● **What you have to do**
List each line from the rows below that contains the word "keyboard", copying every such line in full.

§

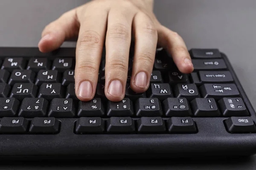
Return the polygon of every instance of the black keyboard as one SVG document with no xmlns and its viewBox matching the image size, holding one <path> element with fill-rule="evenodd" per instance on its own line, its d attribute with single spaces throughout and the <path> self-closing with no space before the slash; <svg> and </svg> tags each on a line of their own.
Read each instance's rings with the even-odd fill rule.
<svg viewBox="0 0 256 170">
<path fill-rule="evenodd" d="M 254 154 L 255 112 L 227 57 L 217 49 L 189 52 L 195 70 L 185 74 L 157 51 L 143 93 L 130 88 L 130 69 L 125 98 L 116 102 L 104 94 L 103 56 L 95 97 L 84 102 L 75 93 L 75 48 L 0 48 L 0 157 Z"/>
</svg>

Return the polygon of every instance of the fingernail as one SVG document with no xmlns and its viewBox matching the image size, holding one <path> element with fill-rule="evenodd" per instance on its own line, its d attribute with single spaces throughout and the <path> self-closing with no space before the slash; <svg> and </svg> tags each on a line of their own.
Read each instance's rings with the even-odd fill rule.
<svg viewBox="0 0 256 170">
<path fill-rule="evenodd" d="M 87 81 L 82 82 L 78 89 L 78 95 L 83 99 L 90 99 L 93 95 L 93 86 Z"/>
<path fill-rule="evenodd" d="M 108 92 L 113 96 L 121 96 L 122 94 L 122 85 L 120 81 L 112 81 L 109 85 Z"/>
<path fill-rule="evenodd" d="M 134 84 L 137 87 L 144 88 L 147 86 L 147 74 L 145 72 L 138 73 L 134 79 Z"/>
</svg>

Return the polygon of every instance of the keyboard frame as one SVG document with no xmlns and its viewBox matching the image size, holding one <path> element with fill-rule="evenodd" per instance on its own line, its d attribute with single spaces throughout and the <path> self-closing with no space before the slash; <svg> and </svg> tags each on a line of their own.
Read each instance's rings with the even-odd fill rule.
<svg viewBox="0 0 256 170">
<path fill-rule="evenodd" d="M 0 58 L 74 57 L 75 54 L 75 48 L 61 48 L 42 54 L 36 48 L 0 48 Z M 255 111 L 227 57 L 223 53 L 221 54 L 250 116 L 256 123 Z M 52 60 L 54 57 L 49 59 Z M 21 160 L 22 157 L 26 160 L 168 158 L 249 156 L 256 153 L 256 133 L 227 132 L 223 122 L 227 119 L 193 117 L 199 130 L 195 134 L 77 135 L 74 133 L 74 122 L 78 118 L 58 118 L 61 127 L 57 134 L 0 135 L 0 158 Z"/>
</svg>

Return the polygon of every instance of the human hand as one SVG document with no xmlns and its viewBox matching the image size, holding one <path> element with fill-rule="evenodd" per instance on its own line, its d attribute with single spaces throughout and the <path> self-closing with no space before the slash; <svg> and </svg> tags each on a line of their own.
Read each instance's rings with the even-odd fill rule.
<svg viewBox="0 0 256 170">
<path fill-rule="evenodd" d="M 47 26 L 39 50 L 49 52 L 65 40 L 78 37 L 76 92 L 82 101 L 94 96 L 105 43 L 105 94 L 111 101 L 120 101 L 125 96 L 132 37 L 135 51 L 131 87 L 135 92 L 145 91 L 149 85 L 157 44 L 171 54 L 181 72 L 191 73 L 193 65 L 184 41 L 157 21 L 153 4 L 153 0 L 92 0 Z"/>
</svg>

§

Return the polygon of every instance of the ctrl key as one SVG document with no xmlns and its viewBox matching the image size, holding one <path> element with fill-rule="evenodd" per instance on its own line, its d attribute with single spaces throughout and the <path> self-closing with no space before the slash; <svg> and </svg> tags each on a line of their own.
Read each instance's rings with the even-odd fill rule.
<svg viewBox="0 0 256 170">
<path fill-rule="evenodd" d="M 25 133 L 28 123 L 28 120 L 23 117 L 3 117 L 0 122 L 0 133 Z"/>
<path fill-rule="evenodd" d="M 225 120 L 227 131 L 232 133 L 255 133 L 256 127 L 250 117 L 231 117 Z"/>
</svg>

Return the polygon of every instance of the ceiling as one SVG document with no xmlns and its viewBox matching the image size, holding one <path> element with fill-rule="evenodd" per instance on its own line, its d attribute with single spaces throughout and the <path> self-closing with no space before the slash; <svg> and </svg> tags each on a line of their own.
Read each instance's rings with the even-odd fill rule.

§

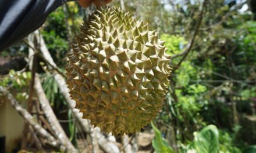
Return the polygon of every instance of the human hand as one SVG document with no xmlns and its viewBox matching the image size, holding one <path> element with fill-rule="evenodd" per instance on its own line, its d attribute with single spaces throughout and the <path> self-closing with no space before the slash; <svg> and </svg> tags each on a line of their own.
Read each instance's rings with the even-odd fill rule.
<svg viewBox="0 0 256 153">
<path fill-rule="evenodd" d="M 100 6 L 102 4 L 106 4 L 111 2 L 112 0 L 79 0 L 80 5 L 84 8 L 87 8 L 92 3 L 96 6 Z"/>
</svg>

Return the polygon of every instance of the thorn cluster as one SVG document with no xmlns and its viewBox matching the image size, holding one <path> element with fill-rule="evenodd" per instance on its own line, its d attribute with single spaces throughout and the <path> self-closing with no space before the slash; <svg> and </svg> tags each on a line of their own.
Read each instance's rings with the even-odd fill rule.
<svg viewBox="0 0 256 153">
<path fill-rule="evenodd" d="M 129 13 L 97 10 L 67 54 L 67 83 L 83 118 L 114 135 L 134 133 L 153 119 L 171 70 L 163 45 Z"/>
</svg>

§

● **Answer**
Return the polygon of every instance of the black keyboard as one SVG document with no xmlns and its viewBox matching the image size, holding one <path> element with fill-rule="evenodd" per instance on its own line, its d attribute with single spaces throughout and the <path> self-closing with no space before the slash; <svg> and </svg> tags each on a line of their own.
Return the polygon of every instance of the keyboard frame as one SVG document with no xmlns and its viewBox matching the image size, holding one <path> element with fill-rule="evenodd" per instance on its own line, its d attribute with single spaces throughout and the <path> self-closing with no space before the slash; <svg> and </svg> tags each on a line of their own.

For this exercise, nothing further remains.